▶ Trecho selecionado
>>>>>
Uma jovem, Khuloud, conta:

"Foi uma noite horrível. Não podíamos ligar para o nosso pai para pedir conselhos sobre para onde ir. Bombas caíam por toda parte. Estamos tão assustados."

"Fugimos para o fim de Gaza, mas não estamos seguros em nenhum lugar ", disse uma mulher irritada.

Uma criança diz:

"Ficamos tão velhos..."

"Somos seres humanos?" Esta mulher perdeu os filhos. "Somos feitos de carne, sangue, coração e mente. Conhecemos a alegria e a tristeza. Nós amamos as nossas vidas. Queremos viver."

Um pai enlutado nega ser um herói.

"Somos um povo forte. Mas estamos exaustos e queremos paz."

O Conforto da Oração

O céu está escuro, o ar ecoa com lamentações.

Eu odeio a noite. Odeio-a!

Em 11 de Dezembro, a minha esposa e eu fomos sacudidos pelo barulho aterrorizante do fogo de artilharia. As janelas foram quebradas.

O céu estava manchado com o vermelho escuro de incêndios e explosões.

Nós apressadamente deixamos nossos quartos para nos juntar à família amontoados num espaço minúsculo apenas grande o suficiente para nos manter juntos.

Uma mãe com seu bebé de um mês orou em voz alta:

"Deus, se morrermos, faça-me morrer com o meu bebé. Não suporto a ideia de deixá-lo sozinho neste mundo."

As suas lágrimas tocaram-me profundamente.

No meio do caos, a minha família tranquilizou-se e eu encontrei conforto na oração.

Israel não tem o direito de tirar a vida a pessoas inocentes. Não há justificação para isso. As nossas almas e corpos estão mortos. Como se atrevem?

À noite, a nossa área foi bombardeada novamente, com um novo apagão de internet e electricidade. Tinham como alvo ambulâncias e jornalistas.

Tentamos voltar a dormir, mas sem sucesso. Quando o sol nasceu, desejei até meia hora de descanso.

Às 15h do dia 19 de Dezembro, o céu iluminou-se com um brilho sinistro, pressagiando mais uma noite de medo.
<<<<<
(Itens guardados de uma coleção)
>>>>>
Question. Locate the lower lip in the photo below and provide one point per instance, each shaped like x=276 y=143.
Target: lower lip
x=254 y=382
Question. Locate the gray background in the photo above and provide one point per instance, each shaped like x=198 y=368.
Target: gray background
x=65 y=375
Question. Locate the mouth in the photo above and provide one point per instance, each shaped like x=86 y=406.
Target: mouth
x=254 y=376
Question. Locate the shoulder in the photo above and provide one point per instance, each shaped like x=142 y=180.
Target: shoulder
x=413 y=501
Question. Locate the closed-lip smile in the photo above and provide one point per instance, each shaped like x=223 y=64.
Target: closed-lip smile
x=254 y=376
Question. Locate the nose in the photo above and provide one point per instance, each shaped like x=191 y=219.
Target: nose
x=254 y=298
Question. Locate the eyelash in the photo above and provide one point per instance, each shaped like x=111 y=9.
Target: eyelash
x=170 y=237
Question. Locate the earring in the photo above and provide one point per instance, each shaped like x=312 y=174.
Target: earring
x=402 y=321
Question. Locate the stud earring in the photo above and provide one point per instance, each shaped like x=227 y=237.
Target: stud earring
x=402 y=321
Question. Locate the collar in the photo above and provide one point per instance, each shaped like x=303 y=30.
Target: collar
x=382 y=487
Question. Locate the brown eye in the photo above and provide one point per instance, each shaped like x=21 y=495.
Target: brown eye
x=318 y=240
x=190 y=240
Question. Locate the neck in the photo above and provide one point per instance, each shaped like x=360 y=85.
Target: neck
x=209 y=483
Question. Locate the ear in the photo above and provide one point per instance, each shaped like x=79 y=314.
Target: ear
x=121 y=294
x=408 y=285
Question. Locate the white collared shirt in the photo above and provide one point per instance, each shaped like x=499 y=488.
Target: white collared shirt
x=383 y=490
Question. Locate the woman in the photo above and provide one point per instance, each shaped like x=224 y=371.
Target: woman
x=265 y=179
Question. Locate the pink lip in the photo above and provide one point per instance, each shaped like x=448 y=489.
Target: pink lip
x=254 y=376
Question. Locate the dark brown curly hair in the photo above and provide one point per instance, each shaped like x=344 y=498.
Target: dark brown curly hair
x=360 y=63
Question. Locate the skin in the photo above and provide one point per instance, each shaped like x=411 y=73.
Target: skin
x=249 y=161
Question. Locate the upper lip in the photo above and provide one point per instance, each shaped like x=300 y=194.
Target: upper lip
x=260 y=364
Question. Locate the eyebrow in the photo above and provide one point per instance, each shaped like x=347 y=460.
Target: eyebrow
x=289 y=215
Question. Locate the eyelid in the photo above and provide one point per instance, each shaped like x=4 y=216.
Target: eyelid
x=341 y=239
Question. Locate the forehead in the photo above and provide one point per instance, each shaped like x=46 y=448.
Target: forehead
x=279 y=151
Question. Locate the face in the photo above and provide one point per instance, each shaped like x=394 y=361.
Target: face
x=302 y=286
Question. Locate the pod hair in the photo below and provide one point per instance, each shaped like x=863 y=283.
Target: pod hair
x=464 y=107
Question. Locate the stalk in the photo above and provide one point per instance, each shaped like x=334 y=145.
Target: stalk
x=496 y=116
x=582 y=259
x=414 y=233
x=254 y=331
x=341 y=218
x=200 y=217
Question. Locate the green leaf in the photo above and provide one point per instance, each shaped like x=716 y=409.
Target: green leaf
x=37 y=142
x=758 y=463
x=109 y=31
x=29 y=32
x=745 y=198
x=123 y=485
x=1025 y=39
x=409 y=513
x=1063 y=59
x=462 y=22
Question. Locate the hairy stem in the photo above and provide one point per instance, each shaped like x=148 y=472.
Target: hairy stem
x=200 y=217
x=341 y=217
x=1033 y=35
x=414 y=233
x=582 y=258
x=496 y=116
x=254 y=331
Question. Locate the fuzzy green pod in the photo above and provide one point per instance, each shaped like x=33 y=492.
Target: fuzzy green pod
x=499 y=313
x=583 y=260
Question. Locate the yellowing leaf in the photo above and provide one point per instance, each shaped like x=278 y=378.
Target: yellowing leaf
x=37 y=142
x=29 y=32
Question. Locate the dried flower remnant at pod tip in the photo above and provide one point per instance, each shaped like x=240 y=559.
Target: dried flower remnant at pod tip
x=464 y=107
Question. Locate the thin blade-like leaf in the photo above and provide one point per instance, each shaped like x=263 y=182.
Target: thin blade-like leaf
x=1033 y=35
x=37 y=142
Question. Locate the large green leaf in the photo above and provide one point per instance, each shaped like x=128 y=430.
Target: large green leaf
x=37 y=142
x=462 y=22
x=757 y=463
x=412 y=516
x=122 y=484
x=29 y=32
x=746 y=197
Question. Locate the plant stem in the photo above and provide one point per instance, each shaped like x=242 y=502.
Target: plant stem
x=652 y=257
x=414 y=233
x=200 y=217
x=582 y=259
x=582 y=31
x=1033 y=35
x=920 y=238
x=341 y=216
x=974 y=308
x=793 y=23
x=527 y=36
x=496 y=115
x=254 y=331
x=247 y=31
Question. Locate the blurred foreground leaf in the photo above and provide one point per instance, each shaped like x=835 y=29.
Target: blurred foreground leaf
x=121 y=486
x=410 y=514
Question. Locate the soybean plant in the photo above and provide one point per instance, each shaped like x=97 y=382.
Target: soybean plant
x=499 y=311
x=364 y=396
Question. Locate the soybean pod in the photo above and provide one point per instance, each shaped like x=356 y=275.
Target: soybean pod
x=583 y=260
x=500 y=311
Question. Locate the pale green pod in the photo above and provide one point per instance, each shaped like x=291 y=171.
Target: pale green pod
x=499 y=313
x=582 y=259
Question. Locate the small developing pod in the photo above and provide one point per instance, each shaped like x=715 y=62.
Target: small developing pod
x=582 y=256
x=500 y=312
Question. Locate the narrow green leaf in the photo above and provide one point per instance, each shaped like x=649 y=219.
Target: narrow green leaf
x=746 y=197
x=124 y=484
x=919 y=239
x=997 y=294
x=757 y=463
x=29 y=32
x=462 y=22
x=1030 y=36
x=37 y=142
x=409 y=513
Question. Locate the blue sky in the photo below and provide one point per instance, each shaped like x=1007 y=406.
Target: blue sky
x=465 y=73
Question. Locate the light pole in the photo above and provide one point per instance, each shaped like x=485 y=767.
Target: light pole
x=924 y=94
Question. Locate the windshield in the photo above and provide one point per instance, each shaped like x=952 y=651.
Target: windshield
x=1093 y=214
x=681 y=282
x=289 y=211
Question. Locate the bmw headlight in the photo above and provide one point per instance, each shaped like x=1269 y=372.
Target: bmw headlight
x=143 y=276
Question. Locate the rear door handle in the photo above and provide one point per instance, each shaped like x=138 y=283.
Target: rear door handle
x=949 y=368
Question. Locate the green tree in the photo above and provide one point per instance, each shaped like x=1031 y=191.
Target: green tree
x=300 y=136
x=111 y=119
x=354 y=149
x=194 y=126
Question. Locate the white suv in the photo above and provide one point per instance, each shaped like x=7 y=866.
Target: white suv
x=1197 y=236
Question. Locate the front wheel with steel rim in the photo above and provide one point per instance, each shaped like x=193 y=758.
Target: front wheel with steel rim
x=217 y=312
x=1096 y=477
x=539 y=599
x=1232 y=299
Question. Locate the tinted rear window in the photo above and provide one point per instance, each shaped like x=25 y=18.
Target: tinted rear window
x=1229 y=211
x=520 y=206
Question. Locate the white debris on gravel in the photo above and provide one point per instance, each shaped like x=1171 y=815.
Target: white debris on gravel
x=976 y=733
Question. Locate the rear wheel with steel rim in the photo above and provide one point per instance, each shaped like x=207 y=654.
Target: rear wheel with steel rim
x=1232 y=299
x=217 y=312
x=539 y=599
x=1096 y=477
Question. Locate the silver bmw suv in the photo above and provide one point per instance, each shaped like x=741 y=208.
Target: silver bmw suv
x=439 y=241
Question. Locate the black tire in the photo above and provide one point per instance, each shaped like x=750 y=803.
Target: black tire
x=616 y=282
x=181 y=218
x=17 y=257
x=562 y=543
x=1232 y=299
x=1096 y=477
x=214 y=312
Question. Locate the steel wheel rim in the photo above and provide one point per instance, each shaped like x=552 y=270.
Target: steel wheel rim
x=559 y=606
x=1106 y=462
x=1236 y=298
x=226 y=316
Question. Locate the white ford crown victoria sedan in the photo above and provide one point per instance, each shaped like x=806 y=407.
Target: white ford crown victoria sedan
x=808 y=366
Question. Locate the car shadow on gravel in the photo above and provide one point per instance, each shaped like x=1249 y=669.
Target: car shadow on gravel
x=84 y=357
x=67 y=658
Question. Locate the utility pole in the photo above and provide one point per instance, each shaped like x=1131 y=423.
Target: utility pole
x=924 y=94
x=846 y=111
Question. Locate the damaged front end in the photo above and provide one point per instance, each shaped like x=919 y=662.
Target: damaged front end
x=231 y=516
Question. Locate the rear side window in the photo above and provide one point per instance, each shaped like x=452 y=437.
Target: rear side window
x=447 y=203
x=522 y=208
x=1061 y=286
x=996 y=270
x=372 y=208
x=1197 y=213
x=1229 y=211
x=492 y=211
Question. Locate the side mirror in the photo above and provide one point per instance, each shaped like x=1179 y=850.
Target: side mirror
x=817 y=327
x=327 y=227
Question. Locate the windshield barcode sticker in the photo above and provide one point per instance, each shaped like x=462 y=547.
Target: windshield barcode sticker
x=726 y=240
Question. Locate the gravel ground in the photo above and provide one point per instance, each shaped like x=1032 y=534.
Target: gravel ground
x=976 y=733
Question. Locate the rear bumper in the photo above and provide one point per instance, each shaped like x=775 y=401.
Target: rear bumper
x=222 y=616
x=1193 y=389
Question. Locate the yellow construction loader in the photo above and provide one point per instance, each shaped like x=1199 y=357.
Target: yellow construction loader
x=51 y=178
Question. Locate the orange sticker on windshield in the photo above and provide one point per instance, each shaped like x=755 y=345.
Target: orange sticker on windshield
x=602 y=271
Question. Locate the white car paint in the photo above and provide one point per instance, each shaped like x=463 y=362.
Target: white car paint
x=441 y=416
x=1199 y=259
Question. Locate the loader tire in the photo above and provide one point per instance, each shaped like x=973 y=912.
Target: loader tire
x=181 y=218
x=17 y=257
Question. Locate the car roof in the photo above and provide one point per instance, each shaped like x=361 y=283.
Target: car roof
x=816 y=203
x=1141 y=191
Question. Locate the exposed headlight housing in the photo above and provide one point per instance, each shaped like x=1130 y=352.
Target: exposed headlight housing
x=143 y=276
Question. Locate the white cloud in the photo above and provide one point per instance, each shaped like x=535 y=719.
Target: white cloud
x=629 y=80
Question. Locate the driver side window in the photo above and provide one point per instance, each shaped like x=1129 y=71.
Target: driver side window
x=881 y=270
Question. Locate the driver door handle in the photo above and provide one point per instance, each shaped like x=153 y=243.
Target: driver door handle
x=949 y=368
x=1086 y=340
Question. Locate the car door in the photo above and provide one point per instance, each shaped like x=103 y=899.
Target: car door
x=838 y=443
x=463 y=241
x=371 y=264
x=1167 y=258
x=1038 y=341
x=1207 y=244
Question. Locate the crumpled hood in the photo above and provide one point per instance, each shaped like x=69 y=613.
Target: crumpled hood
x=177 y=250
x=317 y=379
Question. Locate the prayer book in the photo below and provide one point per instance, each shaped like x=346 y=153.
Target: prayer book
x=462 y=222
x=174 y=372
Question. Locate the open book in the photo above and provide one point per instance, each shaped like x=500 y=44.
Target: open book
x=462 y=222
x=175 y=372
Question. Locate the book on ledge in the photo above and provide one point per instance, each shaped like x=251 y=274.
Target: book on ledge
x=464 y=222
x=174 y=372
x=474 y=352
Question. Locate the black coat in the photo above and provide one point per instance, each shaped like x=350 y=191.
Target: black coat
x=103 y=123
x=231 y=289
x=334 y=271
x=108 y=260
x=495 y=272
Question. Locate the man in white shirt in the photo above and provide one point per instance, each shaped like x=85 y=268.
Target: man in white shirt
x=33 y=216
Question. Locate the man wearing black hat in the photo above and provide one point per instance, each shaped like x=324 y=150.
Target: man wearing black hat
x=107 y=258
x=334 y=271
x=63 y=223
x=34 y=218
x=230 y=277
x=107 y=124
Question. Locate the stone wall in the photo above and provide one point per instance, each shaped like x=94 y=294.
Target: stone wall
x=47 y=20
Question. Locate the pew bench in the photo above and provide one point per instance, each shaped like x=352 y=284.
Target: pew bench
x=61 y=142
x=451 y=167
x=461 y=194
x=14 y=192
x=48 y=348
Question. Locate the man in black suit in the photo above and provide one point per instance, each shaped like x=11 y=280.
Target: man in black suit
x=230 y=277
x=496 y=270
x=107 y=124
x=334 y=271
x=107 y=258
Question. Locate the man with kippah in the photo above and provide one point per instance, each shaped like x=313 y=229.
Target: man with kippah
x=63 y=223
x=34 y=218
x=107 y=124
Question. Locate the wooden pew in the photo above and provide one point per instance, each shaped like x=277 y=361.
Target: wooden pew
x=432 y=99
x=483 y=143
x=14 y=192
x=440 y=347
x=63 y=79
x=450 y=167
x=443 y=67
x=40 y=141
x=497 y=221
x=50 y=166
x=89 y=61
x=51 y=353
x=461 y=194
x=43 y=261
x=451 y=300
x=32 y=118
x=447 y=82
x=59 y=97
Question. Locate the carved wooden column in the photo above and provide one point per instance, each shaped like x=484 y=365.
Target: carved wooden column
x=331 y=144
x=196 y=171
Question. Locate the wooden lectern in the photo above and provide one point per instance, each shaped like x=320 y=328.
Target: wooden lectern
<<<<<
▶ Tarefas
a. No relato sobre a guerra em Gaza, o que aconteceu às janelas em 11 de Dezembro?
b. Dê seguimento ao relato sobre a guerra em Gaza a partir do ponto em que ele termina.

▶ Respostas por tarefa
a. As janelas foram quebradas.

b.
Moralmente exausta, evito dormir para não acordar em pânico.

A noite é como uma sepultura. Nunca se sabe se a porta vai abrir ou fechar nas suas almas e corpos.

Não quero morrer sem ver minha mãe, meu pai e meus irmãos e irmãs.

Nós pensámos que estávamos seguros em Khan Younis. Estávamos errados. Israel está a massacrar civis, mesmo no sul.

Já não há pássaros no céu. Não há cores puras. Há um véu de fumo pesado e cinzento, apenas perturbado pela tonalidade vermelha dos ataques israelitas.

O céu reflecte o nosso derramamento de sangue e o nosso desespero.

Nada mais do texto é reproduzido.